Task instructions:
**a)** Write out the coating-method text from "BACKGROUND OF THE" down to "method specified here.", switching "plumbing fixtures" to "bathroom faucets".
**b)** According to the coating-method text, what is the minimum mass fraction of phosphorus in the nickel phosphorus alloy layer?

Document passage:
╔══
Method for coating an object by means of a multilayer system with a nickel-phosphorus alloy

Abstract

A method for coating an article, wherein a surface of the article is at least partially coated with a coating that has a multiplicity of layers, wherein at least one layer of the coating is made of a nickel phosphorus alloy and wherein a mass fraction of the phosphorus in the nickel phosphorus alloy is at least 8%.

Description

BACKGROUND OF THE INVENTION

Field of the Invention

The present invention relates to a method for coating an article using a multilayer system. Such multilayer systems are used as corrosion protection and/or as decorative coatings, for example. In particular, the intent is for articles of sanitary facilities, such as, e.g., plumbing fixtures, to be produced or finished using the method specified here.

Description of the Background Art

Multilayer systems based on electrochemically deposited metal layers can produce corrosion products as a function of the employed substrates, layer materials, surrounding media, and reaction conditions. Moreover, the process of corrosion depends on geometric circumstances (for example, resulting in crevice corrosion) and mechanical influences (for example, friction). The causes of corrosion can be diverse, and generally occur in combination. Mentioned here by way of example are electrochemical potential differences between the layers and substrate material flaws (for example, seams).

Multilayer systems based on electrochemically deposited copper layers, nickel layers, and chromium layers are known from the prior art. In these systems, different nickel layers are usually used as a multilayer structure (semibright nickel, bright nickel, microporous nickel). Corrosion protection of the coated component is enhanced by a subsequent chromium plating from an electrolyte containing chromium(VI) or chromium(III). Almost without exception, a chromium layer protects nickel layers from rapid corrosion attack. Damaged chromium coatings, but also coatings with chromium layers that are not fully continuous, that were deposited too thinly, or that are porous, soon (depending on external conditions such as usage, cleaning, and surrounding media) result in corrosion products that are visually unsightly, and can lead to component failure in susceptible substrate materials.

SUMMARY OF THE INVENTION

It is therefore an object of the present invention to provide a method for coating an article, in particular a sanitary article, with which it is possible to create surfaces that are both corrosion-inhibiting and decorative.

In an exemplary embodiment of the method according to the invention for coating an article, a surface of the article is at least partially coated with a coating that has a multiplicity of layers, wherein at least one layer of the coating is made of a nickel phosphorus alloy and wherein a mass fraction of the phosphorus in the nickel phosphorus alloy is at least 8%.
╚══
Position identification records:
╔══
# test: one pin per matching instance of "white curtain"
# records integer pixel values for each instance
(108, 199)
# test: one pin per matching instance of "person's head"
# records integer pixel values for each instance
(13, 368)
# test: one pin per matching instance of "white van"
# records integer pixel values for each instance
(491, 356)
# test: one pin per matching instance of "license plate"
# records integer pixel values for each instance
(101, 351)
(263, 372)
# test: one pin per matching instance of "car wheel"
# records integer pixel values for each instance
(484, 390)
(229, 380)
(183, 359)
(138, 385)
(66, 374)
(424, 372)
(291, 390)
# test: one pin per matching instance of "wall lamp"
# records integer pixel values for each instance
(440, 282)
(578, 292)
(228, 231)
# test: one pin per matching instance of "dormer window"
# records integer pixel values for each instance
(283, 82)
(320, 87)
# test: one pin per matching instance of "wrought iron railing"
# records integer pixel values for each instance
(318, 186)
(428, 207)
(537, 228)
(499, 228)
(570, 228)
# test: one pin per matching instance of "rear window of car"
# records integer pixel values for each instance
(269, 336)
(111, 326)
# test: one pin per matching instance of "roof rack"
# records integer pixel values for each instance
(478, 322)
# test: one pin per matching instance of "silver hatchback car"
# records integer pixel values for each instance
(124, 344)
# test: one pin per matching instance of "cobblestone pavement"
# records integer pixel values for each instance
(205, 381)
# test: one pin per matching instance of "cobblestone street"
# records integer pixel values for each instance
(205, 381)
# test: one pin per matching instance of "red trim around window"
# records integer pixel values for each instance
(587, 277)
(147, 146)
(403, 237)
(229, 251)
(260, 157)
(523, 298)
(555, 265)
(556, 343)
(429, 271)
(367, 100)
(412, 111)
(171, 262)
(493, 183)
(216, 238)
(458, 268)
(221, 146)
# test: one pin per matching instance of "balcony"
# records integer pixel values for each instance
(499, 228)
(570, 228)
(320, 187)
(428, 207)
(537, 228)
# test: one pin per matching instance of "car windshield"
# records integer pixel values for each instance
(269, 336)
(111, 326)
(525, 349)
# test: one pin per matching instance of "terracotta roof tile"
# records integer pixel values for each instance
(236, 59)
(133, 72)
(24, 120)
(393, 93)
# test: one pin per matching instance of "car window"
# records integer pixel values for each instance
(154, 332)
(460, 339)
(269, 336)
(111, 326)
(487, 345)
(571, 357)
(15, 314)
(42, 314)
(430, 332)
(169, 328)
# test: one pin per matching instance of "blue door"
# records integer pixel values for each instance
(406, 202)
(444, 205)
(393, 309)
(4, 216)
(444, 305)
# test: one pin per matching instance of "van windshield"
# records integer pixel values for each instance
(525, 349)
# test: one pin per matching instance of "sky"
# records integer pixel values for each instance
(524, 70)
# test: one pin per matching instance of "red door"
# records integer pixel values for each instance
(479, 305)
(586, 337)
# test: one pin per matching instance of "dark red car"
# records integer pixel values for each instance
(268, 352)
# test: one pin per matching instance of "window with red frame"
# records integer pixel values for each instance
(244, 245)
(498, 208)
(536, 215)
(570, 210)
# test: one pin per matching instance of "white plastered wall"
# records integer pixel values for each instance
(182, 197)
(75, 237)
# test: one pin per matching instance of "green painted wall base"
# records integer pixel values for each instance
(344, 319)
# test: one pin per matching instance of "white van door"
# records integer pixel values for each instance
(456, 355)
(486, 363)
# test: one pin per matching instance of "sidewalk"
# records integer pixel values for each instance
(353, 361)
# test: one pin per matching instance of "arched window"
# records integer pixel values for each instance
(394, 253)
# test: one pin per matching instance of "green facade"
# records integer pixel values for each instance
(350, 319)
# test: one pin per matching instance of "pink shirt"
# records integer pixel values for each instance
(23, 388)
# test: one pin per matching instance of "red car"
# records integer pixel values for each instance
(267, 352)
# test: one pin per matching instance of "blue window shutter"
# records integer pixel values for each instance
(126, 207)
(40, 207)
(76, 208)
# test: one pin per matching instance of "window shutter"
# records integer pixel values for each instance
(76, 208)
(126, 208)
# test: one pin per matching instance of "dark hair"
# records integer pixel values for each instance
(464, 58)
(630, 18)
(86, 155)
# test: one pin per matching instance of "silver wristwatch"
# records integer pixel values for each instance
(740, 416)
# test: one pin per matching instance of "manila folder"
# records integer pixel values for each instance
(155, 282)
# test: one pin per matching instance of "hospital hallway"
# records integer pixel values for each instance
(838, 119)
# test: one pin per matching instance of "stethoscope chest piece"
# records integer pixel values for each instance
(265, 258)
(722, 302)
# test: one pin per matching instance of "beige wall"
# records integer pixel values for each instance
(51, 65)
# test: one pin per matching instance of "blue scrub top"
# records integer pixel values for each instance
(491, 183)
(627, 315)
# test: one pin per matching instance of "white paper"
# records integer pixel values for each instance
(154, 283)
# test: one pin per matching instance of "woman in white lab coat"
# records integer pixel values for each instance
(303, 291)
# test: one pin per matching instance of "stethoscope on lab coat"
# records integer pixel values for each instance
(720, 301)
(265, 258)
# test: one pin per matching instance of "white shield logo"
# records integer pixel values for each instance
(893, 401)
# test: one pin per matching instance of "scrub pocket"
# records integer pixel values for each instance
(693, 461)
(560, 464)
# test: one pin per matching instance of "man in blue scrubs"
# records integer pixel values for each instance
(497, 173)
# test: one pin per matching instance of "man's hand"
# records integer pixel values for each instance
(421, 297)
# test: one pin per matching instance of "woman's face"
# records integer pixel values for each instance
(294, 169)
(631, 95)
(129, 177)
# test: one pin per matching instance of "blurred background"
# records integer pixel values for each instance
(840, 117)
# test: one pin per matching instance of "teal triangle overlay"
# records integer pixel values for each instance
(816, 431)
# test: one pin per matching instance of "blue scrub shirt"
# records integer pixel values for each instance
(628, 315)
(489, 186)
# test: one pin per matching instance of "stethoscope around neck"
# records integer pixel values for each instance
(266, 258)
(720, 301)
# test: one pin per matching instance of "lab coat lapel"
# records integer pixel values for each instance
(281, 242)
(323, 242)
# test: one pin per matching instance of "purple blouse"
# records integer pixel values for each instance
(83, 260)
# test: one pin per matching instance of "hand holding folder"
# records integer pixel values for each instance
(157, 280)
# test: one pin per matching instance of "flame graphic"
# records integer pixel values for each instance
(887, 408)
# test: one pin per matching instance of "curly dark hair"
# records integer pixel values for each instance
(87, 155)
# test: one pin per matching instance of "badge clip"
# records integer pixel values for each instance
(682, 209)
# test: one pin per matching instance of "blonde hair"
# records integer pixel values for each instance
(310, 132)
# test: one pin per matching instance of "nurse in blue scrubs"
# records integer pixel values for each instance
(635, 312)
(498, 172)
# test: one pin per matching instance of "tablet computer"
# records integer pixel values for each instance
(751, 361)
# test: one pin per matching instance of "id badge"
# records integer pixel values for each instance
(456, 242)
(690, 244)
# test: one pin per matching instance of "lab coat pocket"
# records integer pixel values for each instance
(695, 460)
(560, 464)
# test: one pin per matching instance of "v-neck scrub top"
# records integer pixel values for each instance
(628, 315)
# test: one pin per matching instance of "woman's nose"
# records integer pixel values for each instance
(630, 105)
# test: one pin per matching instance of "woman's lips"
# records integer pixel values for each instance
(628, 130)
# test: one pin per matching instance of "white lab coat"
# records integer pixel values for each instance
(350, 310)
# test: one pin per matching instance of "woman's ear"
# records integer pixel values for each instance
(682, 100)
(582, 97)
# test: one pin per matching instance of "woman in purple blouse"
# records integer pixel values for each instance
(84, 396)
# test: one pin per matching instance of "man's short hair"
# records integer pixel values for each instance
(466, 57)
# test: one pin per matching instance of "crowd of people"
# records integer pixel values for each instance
╚══
Exercise results:
**a)**
BACKGROUND OF THE INVENTION

Field of the Invention

The present invention relates to a method for coating an article using a multilayer system. Such multilayer systems are used as corrosion protection and/or as decorative coatings, for example. In particular, the intent is for articles of sanitary facilities, such as, e.g., bathroom faucets, to be produced or finished using the method specified here.

**b)** At least 8%.